What the exercise asks:
Find "Identify a point for each instance of the sunlit" in the material, then return exactly the line containing it and all lines after it to the end, leaving out pictures.

Source data:
++++++++++

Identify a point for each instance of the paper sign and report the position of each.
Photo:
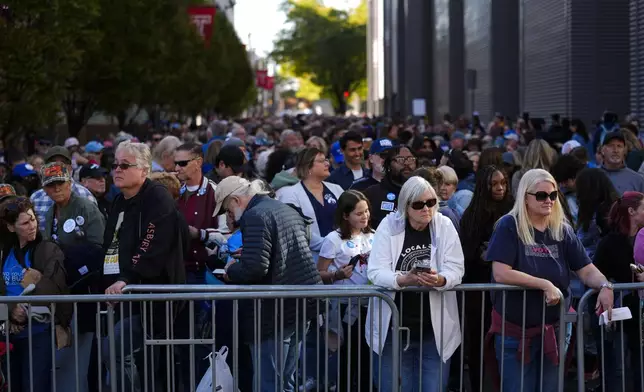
(418, 107)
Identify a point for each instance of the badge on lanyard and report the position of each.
(69, 225)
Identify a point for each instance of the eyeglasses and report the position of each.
(405, 160)
(183, 163)
(122, 166)
(542, 196)
(419, 205)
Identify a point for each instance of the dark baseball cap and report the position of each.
(6, 190)
(58, 151)
(381, 145)
(612, 136)
(91, 171)
(231, 156)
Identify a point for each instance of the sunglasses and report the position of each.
(542, 196)
(405, 160)
(183, 163)
(122, 166)
(419, 205)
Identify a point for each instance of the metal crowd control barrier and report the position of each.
(615, 344)
(131, 359)
(121, 342)
(468, 294)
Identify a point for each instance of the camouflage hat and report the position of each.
(6, 190)
(54, 172)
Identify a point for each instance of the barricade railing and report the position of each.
(120, 346)
(165, 346)
(474, 309)
(618, 345)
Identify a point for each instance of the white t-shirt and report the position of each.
(341, 251)
(357, 174)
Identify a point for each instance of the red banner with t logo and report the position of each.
(203, 17)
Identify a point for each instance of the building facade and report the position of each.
(577, 58)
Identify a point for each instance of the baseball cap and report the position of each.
(569, 146)
(93, 147)
(231, 156)
(234, 141)
(508, 158)
(612, 136)
(71, 142)
(227, 187)
(54, 172)
(6, 190)
(457, 135)
(336, 152)
(58, 151)
(91, 171)
(511, 134)
(380, 146)
(23, 170)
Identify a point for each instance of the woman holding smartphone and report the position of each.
(343, 261)
(416, 246)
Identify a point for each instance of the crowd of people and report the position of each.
(336, 201)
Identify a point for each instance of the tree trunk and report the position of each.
(121, 117)
(77, 113)
(75, 124)
(341, 109)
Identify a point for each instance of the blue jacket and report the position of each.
(343, 176)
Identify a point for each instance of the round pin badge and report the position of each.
(69, 225)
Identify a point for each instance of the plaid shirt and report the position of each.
(42, 202)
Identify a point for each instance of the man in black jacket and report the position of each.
(276, 252)
(144, 243)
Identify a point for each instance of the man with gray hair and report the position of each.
(144, 243)
(276, 252)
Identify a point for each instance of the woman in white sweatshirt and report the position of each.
(416, 247)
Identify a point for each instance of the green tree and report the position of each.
(132, 63)
(41, 47)
(327, 44)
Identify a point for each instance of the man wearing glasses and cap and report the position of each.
(377, 162)
(42, 203)
(7, 192)
(93, 177)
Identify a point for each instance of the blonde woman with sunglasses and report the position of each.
(533, 246)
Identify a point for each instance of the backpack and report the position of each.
(83, 265)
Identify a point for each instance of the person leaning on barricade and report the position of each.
(614, 257)
(76, 225)
(533, 246)
(30, 266)
(416, 246)
(275, 252)
(144, 243)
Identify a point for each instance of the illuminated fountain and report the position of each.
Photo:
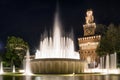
(1, 68)
(13, 68)
(27, 64)
(56, 53)
(58, 46)
(107, 65)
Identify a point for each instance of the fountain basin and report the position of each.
(57, 66)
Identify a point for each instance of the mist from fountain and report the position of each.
(108, 65)
(13, 69)
(1, 68)
(57, 46)
(27, 64)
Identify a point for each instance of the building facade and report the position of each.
(89, 42)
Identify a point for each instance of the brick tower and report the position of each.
(90, 41)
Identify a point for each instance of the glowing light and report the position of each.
(57, 46)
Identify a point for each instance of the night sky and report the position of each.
(28, 19)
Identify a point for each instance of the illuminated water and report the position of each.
(27, 65)
(58, 45)
(13, 68)
(108, 65)
(1, 68)
(54, 77)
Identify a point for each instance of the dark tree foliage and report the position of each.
(16, 48)
(110, 41)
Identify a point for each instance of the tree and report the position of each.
(110, 41)
(16, 49)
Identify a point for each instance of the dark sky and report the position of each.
(28, 19)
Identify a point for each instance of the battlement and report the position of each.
(89, 39)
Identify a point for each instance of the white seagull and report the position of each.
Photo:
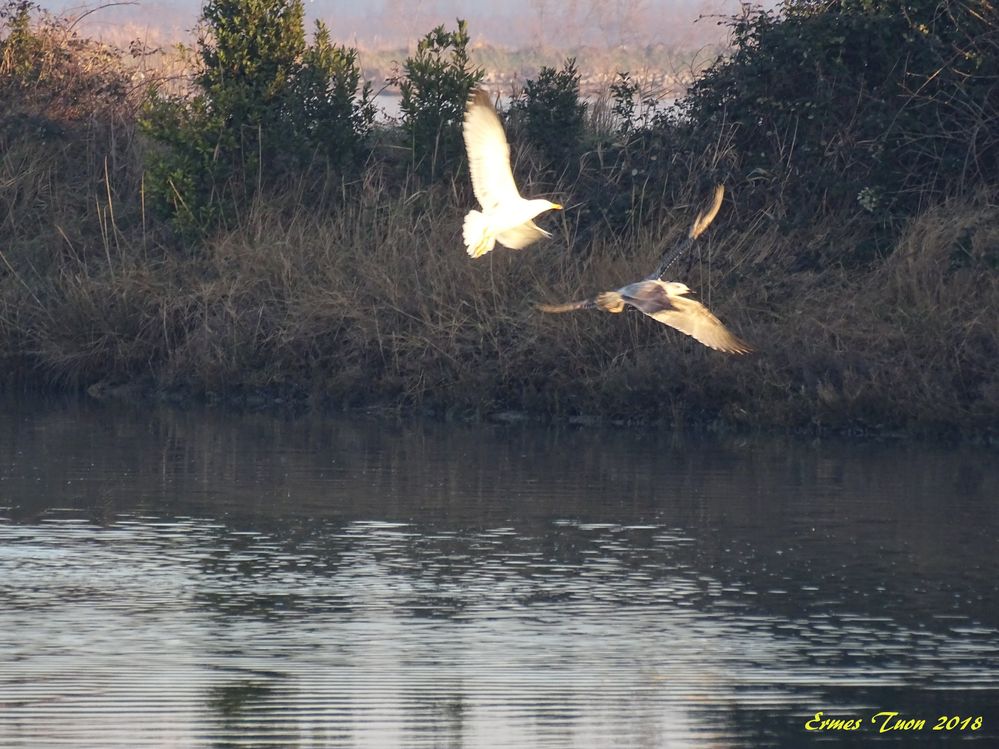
(666, 302)
(505, 216)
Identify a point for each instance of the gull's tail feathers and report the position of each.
(475, 231)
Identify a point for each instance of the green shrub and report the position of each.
(266, 107)
(883, 101)
(549, 113)
(435, 86)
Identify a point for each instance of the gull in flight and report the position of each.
(667, 301)
(505, 217)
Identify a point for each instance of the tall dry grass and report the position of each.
(366, 297)
(373, 302)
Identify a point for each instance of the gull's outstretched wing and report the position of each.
(488, 153)
(519, 237)
(693, 318)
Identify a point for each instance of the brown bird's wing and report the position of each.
(488, 153)
(704, 218)
(693, 318)
(700, 225)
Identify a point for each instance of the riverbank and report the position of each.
(872, 301)
(378, 306)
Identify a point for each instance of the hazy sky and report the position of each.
(555, 23)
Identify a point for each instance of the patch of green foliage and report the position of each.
(832, 103)
(435, 84)
(267, 105)
(550, 114)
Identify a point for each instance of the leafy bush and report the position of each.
(435, 85)
(549, 112)
(883, 101)
(267, 105)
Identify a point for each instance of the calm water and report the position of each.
(193, 578)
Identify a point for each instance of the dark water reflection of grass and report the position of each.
(342, 582)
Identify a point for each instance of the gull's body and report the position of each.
(505, 217)
(665, 301)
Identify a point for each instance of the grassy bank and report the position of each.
(339, 289)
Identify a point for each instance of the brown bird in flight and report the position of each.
(666, 302)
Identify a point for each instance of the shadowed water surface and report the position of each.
(192, 578)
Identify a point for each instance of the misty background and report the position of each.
(380, 24)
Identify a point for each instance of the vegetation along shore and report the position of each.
(250, 232)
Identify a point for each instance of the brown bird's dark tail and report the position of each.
(569, 306)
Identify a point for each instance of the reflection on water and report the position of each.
(194, 578)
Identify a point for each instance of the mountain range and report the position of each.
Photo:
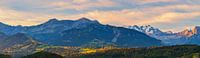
(170, 38)
(79, 32)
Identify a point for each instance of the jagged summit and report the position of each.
(84, 19)
(196, 30)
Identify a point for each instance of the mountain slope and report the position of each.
(81, 31)
(169, 38)
(118, 35)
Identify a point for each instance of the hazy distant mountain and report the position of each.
(184, 37)
(80, 32)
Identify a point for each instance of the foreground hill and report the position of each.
(179, 51)
(18, 45)
(43, 55)
(182, 51)
(4, 56)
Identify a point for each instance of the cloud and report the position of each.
(79, 4)
(152, 1)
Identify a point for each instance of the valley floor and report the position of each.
(178, 51)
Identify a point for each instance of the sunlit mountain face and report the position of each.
(168, 15)
(99, 28)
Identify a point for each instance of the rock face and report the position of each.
(80, 32)
(169, 38)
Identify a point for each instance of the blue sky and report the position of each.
(174, 15)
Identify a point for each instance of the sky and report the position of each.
(168, 15)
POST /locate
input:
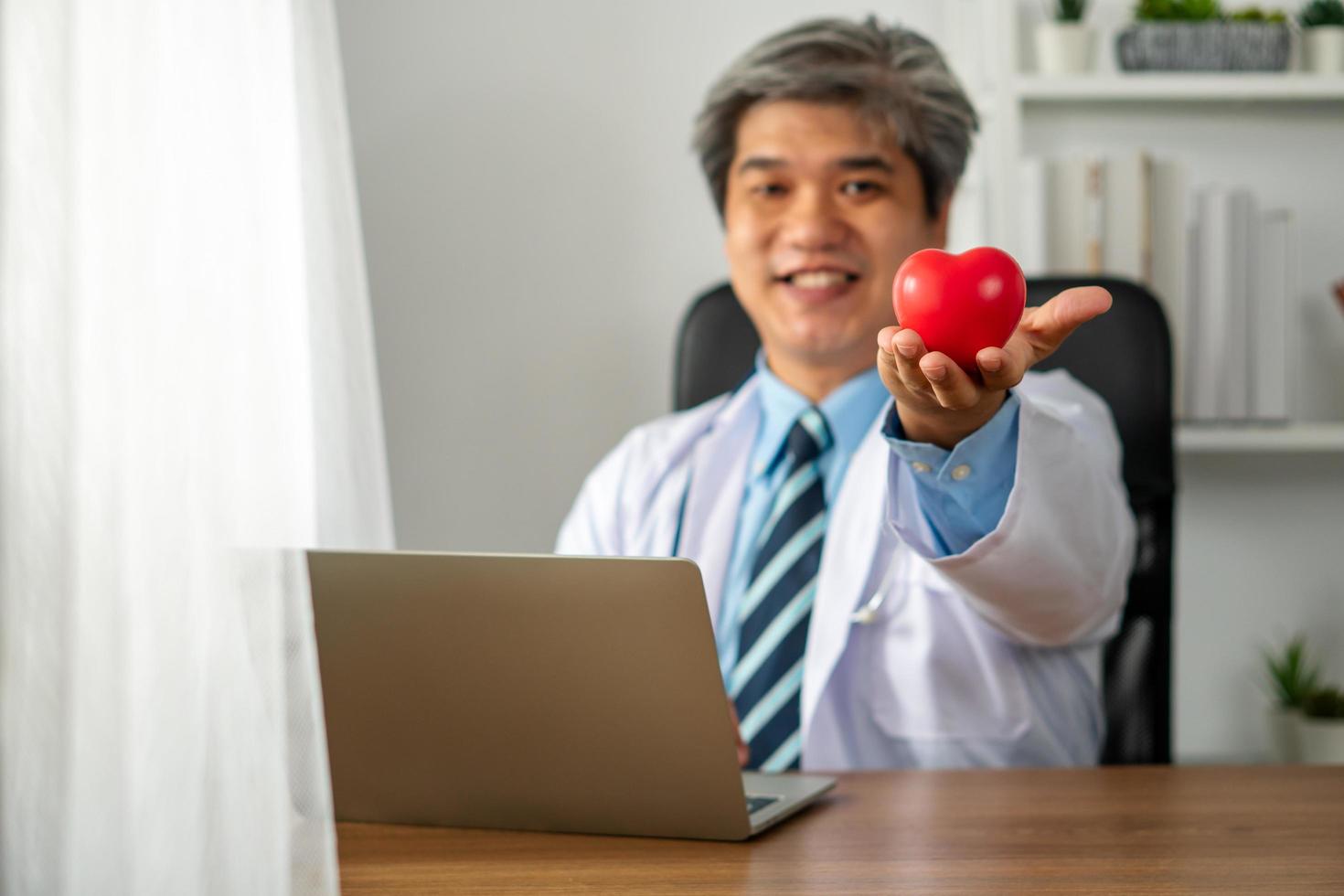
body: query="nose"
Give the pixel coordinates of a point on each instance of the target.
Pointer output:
(812, 222)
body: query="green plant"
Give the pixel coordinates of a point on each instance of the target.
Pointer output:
(1067, 10)
(1255, 14)
(1178, 10)
(1292, 676)
(1324, 703)
(1321, 12)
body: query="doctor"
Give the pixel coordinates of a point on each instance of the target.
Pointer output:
(906, 566)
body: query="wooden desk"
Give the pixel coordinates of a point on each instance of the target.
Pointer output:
(1254, 829)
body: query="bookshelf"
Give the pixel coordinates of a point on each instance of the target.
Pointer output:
(1277, 133)
(1235, 440)
(1175, 88)
(1258, 507)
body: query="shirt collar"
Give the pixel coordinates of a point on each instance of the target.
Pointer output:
(848, 410)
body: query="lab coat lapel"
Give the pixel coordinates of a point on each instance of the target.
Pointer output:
(847, 559)
(714, 495)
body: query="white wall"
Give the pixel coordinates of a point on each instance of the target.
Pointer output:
(535, 223)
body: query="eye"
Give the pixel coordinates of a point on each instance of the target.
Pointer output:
(860, 188)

++++++++++

Task answer:
Identify a point for each instance of the sunlit mountain face and report the position of each.
(168, 15)
(99, 28)
Identify a point for each instance of the rock face and report the position of each.
(80, 32)
(169, 38)
Identify a point for each instance of the blue sky and report the position of each.
(174, 15)
Identify a point for each instance of the sky and report the position of each.
(168, 15)
POST /locate
input:
body: query="nose"
Give the pixel coordinates of a point on each instance of the target.
Pointer output:
(812, 222)
body: query="green plant"
Give the pixel coordinates of a point on each instance of the target.
Pointer output:
(1067, 10)
(1255, 14)
(1178, 10)
(1292, 676)
(1324, 703)
(1321, 12)
body: query="doctor"
Give the pixel coordinates of a point on each instance of the target.
Pointer output:
(906, 566)
body: query="wooden desk"
Give the pixel coordinates of a point on each instance of the target.
Pointer output:
(1254, 829)
body: query="bookshelf"
Give the pixel coordinates of a point on each instance of the target.
Pointer output:
(1277, 133)
(1235, 440)
(1175, 88)
(1258, 507)
body: query="shirt collar"
Give the pixel coordinates of a point on each instance of the target.
Pointer output:
(848, 410)
body: query="lab coat lapel"
Give the pixel coordinates of a point on each instance of the target.
Pointer output:
(847, 559)
(714, 495)
body: query="white wall"
Give the pixel coordinates of a point on each instance of the target.
Pointer output:
(535, 223)
body: query="eye"
Give the pixel coordinates of a point on each instance of the target.
Pointer output:
(860, 188)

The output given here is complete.